_Description of the task_.
The entries must be retyped exactly, down to the last line.

[Saved data entries]
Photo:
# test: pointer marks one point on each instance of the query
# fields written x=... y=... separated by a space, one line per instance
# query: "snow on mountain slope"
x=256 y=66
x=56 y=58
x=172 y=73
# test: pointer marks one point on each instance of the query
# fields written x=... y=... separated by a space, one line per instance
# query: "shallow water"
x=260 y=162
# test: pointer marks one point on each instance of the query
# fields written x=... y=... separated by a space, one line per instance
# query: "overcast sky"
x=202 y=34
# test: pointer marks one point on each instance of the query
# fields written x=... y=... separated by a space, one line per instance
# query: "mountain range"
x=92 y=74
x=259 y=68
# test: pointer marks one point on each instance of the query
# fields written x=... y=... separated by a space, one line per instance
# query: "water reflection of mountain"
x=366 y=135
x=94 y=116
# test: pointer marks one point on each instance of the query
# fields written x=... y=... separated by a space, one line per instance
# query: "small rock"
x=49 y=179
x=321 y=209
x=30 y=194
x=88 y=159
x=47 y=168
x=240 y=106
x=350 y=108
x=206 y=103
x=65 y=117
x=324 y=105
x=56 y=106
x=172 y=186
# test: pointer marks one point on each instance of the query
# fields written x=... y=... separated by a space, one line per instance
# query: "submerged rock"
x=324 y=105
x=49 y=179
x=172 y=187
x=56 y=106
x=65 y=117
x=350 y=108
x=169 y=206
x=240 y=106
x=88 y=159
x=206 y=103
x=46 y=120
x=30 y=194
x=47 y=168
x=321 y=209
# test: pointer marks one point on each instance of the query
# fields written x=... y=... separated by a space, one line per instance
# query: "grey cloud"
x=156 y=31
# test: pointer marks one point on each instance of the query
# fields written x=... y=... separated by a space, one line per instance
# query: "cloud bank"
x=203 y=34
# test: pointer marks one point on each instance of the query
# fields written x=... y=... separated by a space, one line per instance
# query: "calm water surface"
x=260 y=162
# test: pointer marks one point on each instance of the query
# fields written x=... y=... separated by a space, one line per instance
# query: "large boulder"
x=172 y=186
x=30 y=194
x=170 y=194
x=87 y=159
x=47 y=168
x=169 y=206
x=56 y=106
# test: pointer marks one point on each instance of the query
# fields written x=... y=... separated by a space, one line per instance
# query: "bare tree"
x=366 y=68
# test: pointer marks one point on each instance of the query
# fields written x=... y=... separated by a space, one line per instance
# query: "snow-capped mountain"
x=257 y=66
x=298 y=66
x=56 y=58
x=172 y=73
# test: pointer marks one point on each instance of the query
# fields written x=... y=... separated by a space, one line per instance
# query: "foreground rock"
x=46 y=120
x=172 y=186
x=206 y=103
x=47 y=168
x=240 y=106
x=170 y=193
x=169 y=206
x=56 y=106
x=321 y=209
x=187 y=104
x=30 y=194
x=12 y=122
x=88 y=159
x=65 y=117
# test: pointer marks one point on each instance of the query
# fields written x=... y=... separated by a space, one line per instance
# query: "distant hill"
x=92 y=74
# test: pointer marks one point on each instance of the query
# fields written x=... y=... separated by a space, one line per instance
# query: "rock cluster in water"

_The answer_.
Photo:
# test: pointer marks one point on each instance of the query
# fields written x=... y=... separated by a space, one line per instance
# query: "snow on mountain slope"
x=256 y=66
x=56 y=58
x=172 y=73
# test: pointer marks one point on each instance of the query
# fields written x=... y=... separated by a space, one line per instance
# query: "shallow water"
x=260 y=162
# test: pointer marks one point on each instance of the query
# fields written x=... y=... separated by a space, one line per instance
# query: "overcast sky"
x=202 y=34
# test: pointer marks one point on each instance of the query
# fields written x=... y=... separated by a space, one line per instance
# query: "mountain range"
x=92 y=74
x=259 y=68
# test: pointer marks one point on each instance of the query
# fields written x=... y=... separated by a space, one line per instance
# query: "water reflection of mountain"
x=366 y=135
x=94 y=116
# test: pointer marks one point on each instance of the query
# fields written x=... y=... separated by a space, one line per instance
# query: "small rock"
x=49 y=179
x=321 y=209
x=30 y=194
x=88 y=159
x=47 y=168
x=240 y=106
x=350 y=108
x=206 y=103
x=65 y=117
x=324 y=105
x=56 y=106
x=172 y=186
# test: pointer marks one point on each instance of the query
# fields written x=... y=... separated by a space, one line per instance
# query: "submerged rock"
x=324 y=105
x=49 y=179
x=172 y=187
x=56 y=106
x=65 y=117
x=350 y=108
x=169 y=206
x=240 y=106
x=88 y=159
x=206 y=103
x=46 y=120
x=30 y=194
x=47 y=168
x=321 y=209
# test: pointer marks one point on each instance of the query
# fields written x=... y=... separated by a space, one line per instance
# query: "grey cloud"
x=156 y=31
# test: pointer marks one point on each instance of the query
# fields written x=... y=... separated by a space, one line per instance
# query: "cloud bank"
x=203 y=34
# test: pointer marks one point on each instance of the query
# fields written x=... y=... separated by a space, one line per instance
# query: "calm water surface"
x=260 y=162
# test: pointer marks one point on each instance of the query
# fields written x=... y=... separated by a space, one line per instance
# query: "large boulder"
x=172 y=186
x=30 y=194
x=170 y=194
x=87 y=159
x=47 y=168
x=169 y=206
x=56 y=106
# test: pointer marks one point on each instance of the query
# fields written x=... y=... separated by a space, one line per instance
# query: "bare tree"
x=366 y=68
# test: pointer marks one point on each instance of the query
# fields written x=... y=... separated by a space, one line per instance
# query: "snow-capped mountain"
x=257 y=66
x=298 y=66
x=56 y=58
x=172 y=73
# test: pointer marks one point on each instance of the query
# fields written x=... y=... separated by a space, one line per instance
# query: "foreground rock"
x=46 y=120
x=172 y=186
x=206 y=103
x=47 y=168
x=240 y=106
x=170 y=193
x=169 y=206
x=56 y=106
x=321 y=209
x=187 y=104
x=30 y=194
x=12 y=122
x=88 y=159
x=65 y=117
# test: pointer marks one point on each instance of the query
# fields written x=... y=... separated by a space, one line per instance
# query: "distant hill"
x=92 y=74
# test: pointer marks one point on each instance of the query
# fields written x=... y=... separated by a space, one line per instance
# query: "rock cluster in water"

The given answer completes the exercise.